**WORK INSTRUCTION A:**
In the passage on cyber risk in the life sciences sector, what share of businesses are thought to have a specific cyber insurance policy?
**WORK INSTRUCTION B:**
Carry on the passage on cyber risk in the life sciences sector, starting after its final sentence.

The life sciences sector is undergoing significant transformational change driven by the increasing adoption of digital technologies. From artificial intelligence automating routine tasks, to cloud platforms and the Internet of Things (IoT) supporting R&D, organisations have been able to re-route talent and facilitate more efficient analysis of data, aiding drug discovery efforts.

Accelerated by the COVID-19 pandemic, the pace of digitisation across every stage of the product lifecycle has seen pharma companies scaling the production and supply of products to health organisations, whilst at the same time, facing pressure to develop new therapeutics and vaccines for the virus.

In efforts to meet demand and bring products to market quickly. The adoption of new technologies, and the new ways of working this brings, could mean cyber risk assessments have been de-prioritised, potentially leaving organisations exposed.

Cyber security risks in life sciences

Cyber criminals target businesses within the life science sector to obtain both the significant personal data they hold and the intellectual property on new drugs or diagnostic tools.

COVID-19 has accelerated cyber-criminal activity in every sector. According to the latest UK Government figures eight out of ten UK businesses say cyber security is a high priority for senior management1. Hardly surprising, as almost half have experienced a security breach or cyberattack in the past 12 months. But with just 11% of businesses thought to have a specific cyber insurance policy in place2, millions could be at risk.

The consequences of a cyber-attack on life science operations are severe for both a firms’ financial and reputational status. Life sciences companies should take a holistic approach to reviewing each stage of the product life cycle. Identifying vulnerabilities will allow companies to devise a robust risk mitigation plan.

**RECORDED INFORMATION:**
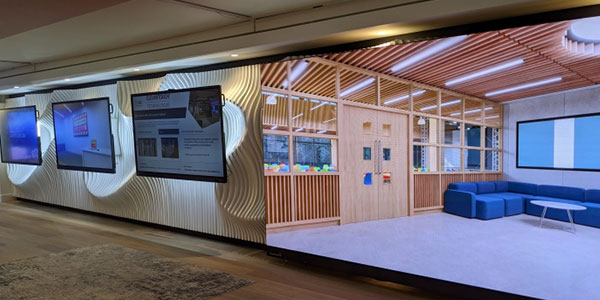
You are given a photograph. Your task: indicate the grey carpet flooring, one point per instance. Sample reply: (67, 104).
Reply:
(111, 272)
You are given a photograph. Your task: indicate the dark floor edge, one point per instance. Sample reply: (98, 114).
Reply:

**EXERCISE RESPONSE A:**
11%

**EXERCISE RESPONSE B:**
Steps to take to mitigate cyber-security risks

Define your cyber-threats and consider the consequences

Undertake an exercise to identify the underlying cause of a cyber-threat. This can range from your network and anti-virus tools to employee training. Then consider the consequences of a cyber-attack. For example, liability to stakeholders, property and asset damage, reputational damage, and business interruption. And score cyber-loss scenarios based on likelihood and impact.

Quantify the level of cyber risk exposure

How much would need to be invested to manage and mitigate the risk of a data breach or system interruption? Consider how you can best optimise available risk transfer solutions.

Identify your cyber-security strengths and weaknesses

Evaluate what you do well to mitigate cyber-risks and where you can improve. Do this against a leading cyber security framework.  For example, benchmarking maturity across the five NIST Cyber Security Framework areas: Identify, Protect, Detect, Respond and Recover, can help you develop a balanced cyber mitigation and management strategy. Our cyber-security calculator may also be a good place to start.

Regularly review your cyber security initiatives

Once you’ve recognised that cyber-security is an ongoing activity that needs to be refreshed regularly, the more prepared you’ll be. Exercises such as compliance, low-level risk management processes, and technical evaluations at a project and operational level, should be refreshed more frequently.

Assess your risk appetite

If you’re considering new collaborations such as Joint Ventures or mergers and acquisitions, carefully evaluate the cyber-risk. Develop a cyber due diligence process alongside other areas of due diligence during a transaction to avoid unanticipated risk exposure.

Time for a fresh look at cyber risk?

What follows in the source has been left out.